▶ _Task prompt_
Print out the records precisely, keeping each line identical to its source.

▶ _Exercise inputs_
****************
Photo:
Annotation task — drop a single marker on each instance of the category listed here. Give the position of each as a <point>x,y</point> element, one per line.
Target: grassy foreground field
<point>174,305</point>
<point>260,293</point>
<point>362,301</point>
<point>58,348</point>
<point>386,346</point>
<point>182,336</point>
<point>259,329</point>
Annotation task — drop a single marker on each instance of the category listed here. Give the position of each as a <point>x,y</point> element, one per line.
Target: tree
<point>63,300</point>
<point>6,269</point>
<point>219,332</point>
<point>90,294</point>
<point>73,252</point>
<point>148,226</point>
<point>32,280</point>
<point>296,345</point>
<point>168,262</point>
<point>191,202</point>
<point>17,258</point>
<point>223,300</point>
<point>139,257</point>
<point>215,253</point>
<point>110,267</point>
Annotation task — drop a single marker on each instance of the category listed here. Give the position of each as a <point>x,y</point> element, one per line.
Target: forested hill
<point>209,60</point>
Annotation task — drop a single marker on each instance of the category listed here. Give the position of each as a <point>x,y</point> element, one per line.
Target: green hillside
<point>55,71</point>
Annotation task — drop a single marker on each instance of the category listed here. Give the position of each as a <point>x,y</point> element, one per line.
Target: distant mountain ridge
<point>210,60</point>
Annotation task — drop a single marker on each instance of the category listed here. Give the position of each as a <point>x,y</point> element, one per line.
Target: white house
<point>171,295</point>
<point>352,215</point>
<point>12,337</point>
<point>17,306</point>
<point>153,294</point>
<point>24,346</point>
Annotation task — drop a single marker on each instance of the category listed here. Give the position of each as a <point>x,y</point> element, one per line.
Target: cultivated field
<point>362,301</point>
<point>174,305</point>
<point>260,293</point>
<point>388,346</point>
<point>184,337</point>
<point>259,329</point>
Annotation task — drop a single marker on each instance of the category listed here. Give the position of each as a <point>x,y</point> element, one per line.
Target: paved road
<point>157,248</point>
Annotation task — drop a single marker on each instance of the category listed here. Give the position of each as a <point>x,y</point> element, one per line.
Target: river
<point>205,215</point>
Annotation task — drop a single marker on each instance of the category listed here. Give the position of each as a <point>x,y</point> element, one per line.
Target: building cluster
****************
▶ _Output for this task_
Photo:
Annotation task — drop a single marker on each instance of the category listed here. Give the position of each as a <point>x,y</point> element, one per line.
Target: grassy foreground field
<point>174,305</point>
<point>260,293</point>
<point>362,301</point>
<point>58,348</point>
<point>386,346</point>
<point>182,336</point>
<point>259,329</point>
Annotation task — drop a single marker on each instance of the category listed here. Give the position of each as a <point>x,y</point> element, one per line.
Target: tree
<point>63,300</point>
<point>6,269</point>
<point>219,332</point>
<point>90,294</point>
<point>73,252</point>
<point>148,226</point>
<point>32,280</point>
<point>296,345</point>
<point>168,262</point>
<point>191,202</point>
<point>17,258</point>
<point>223,300</point>
<point>139,257</point>
<point>215,253</point>
<point>110,267</point>
Annotation task — drop a single marker on each instance of the category listed here. Give the position of each as a <point>x,y</point> element, one per line.
Target: forested hill
<point>209,60</point>
Annotation task — drop a single marker on each instance of the category listed here. Give the position of each as a <point>x,y</point> element, one per line.
Target: green hillside
<point>55,71</point>
Annotation task — drop a single marker on each instance of the category listed here. Give the position of each as a <point>x,y</point> element, one per line.
Target: distant mountain ridge
<point>210,60</point>
Annotation task — drop a single marker on each instance of the category listed here. Give the position of each as a <point>x,y</point> element, one per line.
Target: white house
<point>171,295</point>
<point>352,215</point>
<point>12,337</point>
<point>17,306</point>
<point>153,294</point>
<point>24,346</point>
Annotation task — drop a single marker on each instance of the category listed here. Give the position of each as a <point>x,y</point> element, one per line.
Target: cultivated field
<point>362,301</point>
<point>174,305</point>
<point>260,293</point>
<point>388,346</point>
<point>184,337</point>
<point>259,329</point>
Annotation task — drop a single marker on each instance of the category listed here. Give the position of each as a <point>x,y</point> element, one per line.
Target: paved road
<point>157,248</point>
Annotation task — drop a single marker on each instance of the category listed here. Give the position of each as a <point>x,y</point> element, one per line.
Target: river
<point>205,215</point>
Annotation task — drop a single marker on each instance of the category listed here. Give the position of each as a <point>x,y</point> element, one per line.
Target: building cluster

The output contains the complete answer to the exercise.